_Dataset records_
%%

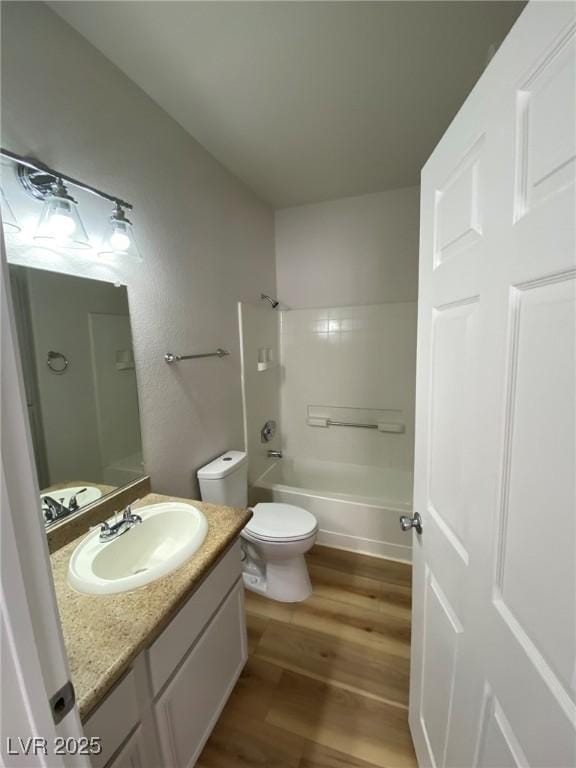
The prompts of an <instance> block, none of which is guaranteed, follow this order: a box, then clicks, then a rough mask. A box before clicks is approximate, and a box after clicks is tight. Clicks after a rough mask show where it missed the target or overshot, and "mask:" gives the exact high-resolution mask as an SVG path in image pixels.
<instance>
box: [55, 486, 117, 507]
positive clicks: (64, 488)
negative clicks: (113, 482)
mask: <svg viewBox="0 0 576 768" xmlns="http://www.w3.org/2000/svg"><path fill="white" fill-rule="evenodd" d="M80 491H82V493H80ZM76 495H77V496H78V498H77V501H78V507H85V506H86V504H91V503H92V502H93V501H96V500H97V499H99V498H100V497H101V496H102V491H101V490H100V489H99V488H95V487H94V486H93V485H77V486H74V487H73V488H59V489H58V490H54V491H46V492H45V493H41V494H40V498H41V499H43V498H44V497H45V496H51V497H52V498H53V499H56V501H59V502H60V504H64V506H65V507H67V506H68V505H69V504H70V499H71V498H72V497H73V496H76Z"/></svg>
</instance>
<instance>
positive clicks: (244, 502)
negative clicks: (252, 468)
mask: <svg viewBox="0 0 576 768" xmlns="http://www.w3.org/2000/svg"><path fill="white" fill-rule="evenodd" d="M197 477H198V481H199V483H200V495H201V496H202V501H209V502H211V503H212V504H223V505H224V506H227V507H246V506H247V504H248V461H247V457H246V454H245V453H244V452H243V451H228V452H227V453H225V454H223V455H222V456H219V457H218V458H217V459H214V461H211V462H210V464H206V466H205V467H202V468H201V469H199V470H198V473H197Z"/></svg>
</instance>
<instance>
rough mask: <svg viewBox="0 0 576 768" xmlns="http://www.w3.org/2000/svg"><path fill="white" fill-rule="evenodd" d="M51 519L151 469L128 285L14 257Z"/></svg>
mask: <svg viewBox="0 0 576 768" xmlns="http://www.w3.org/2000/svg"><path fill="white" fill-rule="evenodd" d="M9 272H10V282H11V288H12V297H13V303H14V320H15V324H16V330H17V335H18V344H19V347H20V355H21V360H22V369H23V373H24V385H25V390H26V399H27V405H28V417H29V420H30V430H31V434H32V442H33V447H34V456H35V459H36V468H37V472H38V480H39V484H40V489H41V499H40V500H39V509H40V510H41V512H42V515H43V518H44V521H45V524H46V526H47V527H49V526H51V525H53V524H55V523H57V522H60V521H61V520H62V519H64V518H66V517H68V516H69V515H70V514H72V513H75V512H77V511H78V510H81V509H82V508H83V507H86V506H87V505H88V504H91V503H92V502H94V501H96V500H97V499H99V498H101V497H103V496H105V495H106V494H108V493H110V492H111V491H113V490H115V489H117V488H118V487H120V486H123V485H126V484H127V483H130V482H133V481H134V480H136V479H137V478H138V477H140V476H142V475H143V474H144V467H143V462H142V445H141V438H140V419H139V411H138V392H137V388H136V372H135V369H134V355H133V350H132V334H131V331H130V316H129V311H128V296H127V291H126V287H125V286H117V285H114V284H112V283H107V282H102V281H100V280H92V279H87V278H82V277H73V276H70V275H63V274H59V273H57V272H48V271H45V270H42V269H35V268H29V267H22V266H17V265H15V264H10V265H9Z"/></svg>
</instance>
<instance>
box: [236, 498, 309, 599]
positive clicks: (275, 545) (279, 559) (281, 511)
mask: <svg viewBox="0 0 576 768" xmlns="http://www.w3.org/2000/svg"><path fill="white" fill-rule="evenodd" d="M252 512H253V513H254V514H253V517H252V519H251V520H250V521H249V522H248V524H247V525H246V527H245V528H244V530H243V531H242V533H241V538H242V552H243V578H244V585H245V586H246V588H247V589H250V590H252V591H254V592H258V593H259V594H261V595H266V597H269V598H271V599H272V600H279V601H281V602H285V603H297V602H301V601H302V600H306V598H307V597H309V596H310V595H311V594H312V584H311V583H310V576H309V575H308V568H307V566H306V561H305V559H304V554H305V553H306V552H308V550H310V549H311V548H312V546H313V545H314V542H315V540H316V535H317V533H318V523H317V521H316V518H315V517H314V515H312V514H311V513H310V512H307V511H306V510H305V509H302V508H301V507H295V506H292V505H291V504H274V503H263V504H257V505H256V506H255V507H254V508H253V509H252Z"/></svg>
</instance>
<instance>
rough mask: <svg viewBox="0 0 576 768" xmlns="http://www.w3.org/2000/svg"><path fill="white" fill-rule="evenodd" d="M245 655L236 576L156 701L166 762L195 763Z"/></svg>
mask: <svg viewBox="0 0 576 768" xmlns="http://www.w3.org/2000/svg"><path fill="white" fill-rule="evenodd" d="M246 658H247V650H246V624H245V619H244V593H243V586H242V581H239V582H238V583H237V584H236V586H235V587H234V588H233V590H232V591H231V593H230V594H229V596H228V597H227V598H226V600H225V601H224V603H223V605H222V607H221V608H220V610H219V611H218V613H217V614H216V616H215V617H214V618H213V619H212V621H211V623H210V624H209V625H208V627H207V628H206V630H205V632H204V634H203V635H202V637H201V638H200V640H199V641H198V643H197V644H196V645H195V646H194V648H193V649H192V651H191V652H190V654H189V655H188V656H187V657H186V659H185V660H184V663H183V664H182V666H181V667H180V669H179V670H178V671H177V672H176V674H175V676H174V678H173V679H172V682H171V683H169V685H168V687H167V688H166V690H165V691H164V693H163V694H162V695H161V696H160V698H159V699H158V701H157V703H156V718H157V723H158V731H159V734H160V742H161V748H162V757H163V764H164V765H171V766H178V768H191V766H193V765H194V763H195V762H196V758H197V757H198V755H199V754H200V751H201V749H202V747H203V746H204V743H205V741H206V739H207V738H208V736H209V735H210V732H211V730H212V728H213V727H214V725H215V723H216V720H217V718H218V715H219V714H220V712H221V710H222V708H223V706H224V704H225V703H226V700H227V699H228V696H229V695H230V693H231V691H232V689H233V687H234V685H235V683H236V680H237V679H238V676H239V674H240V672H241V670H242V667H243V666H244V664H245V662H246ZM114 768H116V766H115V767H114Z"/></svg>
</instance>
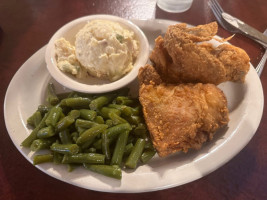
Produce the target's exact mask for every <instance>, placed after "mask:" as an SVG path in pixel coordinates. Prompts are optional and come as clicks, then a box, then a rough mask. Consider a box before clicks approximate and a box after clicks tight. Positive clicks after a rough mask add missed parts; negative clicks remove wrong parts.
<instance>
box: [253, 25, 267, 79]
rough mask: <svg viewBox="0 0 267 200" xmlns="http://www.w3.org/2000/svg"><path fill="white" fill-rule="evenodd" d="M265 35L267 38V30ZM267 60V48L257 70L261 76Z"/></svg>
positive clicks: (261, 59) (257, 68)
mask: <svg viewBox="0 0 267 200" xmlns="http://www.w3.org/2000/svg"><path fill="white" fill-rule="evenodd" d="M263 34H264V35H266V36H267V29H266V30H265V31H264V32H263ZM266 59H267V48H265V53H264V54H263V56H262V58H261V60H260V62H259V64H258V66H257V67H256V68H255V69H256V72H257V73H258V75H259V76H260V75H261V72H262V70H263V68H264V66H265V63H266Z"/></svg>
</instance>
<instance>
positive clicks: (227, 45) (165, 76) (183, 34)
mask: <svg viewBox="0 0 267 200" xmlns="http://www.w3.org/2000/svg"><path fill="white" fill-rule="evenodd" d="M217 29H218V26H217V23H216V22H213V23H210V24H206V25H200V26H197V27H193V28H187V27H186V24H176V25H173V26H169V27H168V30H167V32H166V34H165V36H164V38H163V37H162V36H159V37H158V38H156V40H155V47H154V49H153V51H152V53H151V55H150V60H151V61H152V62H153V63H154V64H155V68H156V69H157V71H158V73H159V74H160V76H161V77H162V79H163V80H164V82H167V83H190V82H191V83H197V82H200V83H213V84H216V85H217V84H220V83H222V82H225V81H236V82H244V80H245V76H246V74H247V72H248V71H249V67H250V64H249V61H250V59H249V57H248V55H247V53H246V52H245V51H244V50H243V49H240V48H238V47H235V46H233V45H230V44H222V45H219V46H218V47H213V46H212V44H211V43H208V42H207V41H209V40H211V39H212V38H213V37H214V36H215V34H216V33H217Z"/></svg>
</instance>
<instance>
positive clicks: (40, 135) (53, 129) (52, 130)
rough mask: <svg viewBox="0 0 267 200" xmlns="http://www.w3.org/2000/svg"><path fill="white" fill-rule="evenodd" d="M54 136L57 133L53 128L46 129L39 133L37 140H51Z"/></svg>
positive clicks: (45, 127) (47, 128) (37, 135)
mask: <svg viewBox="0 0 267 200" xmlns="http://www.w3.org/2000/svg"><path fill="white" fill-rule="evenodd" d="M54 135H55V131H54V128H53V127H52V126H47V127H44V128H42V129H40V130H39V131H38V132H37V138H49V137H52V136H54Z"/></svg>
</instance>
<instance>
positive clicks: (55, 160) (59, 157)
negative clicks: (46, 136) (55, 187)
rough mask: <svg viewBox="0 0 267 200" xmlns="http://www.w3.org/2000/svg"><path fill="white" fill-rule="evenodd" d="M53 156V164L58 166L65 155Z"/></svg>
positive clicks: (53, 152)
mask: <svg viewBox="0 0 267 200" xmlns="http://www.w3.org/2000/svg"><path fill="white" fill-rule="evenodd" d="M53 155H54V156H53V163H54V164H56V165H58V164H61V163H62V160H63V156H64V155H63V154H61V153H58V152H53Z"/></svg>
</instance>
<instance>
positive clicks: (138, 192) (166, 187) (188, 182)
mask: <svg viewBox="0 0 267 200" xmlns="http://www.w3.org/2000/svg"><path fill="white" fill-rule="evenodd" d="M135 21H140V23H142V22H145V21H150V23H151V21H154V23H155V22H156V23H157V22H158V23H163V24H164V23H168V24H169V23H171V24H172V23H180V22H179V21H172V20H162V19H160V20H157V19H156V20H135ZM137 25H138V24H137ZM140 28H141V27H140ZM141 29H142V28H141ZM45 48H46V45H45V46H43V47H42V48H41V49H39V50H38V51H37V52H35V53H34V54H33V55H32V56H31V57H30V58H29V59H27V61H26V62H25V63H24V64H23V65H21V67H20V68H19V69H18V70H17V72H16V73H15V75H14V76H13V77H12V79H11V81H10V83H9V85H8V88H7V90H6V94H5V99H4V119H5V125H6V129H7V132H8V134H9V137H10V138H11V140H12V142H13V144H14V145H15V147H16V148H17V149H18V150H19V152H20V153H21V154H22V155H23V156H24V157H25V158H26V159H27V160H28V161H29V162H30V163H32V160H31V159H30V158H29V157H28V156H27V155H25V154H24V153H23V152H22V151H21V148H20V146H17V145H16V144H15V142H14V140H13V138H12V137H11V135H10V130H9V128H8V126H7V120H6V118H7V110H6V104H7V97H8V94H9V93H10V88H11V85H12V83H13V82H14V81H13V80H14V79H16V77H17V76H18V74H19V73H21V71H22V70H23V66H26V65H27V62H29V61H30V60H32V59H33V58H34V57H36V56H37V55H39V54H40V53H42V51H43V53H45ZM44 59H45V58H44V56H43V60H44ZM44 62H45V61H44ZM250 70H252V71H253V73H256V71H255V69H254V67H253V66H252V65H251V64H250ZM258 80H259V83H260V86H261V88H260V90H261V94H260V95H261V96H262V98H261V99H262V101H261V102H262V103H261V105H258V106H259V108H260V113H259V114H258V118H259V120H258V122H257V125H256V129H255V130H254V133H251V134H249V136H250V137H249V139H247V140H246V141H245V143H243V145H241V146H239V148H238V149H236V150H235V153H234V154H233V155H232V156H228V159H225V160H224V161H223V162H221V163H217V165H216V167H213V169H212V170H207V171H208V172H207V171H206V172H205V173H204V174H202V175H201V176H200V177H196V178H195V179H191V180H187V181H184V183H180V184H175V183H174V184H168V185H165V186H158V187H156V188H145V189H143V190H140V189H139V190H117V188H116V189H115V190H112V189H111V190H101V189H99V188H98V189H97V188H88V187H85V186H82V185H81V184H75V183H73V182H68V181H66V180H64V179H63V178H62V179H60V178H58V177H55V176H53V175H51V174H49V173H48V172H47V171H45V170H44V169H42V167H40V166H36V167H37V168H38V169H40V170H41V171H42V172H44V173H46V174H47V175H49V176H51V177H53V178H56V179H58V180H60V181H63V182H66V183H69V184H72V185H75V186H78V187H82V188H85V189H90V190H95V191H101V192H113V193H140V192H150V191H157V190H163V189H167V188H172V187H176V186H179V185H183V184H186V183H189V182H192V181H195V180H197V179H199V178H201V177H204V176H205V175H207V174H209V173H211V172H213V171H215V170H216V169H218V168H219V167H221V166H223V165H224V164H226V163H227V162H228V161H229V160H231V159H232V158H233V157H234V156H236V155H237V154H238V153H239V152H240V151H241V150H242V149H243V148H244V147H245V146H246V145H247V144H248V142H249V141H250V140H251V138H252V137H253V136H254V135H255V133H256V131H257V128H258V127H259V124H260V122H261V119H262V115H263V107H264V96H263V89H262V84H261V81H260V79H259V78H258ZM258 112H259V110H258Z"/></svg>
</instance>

%%

_PROBLEM STATEMENT_
Count the lines in the material above that contain the string "before", where case counts. Reply with the number only.

_RESULT OF THE EXERCISE_
2